What the exercise asks: Gather every line of the material below that contains the string "query".

Data extract:
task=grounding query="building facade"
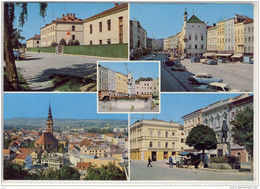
[26,34,41,48]
[130,119,184,161]
[83,3,128,45]
[41,13,83,47]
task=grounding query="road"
[130,160,253,181]
[16,52,125,91]
[155,54,254,92]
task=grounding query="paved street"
[155,54,254,92]
[130,160,253,181]
[16,52,127,91]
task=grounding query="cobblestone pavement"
[16,52,125,91]
[130,160,253,181]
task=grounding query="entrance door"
[152,152,156,161]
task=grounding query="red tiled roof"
[76,162,91,170]
[83,3,128,22]
[35,132,58,144]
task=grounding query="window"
[107,20,111,31]
[89,24,92,34]
[99,22,102,32]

Answer to this exercise:
task=grounding query="building facade"
task=grounding query="road"
task=grounding query="paved street"
task=grounding query="cobblestone pavement"
task=grounding query="entrance door"
task=grounding query="red tiled roof"
task=grounding query="window"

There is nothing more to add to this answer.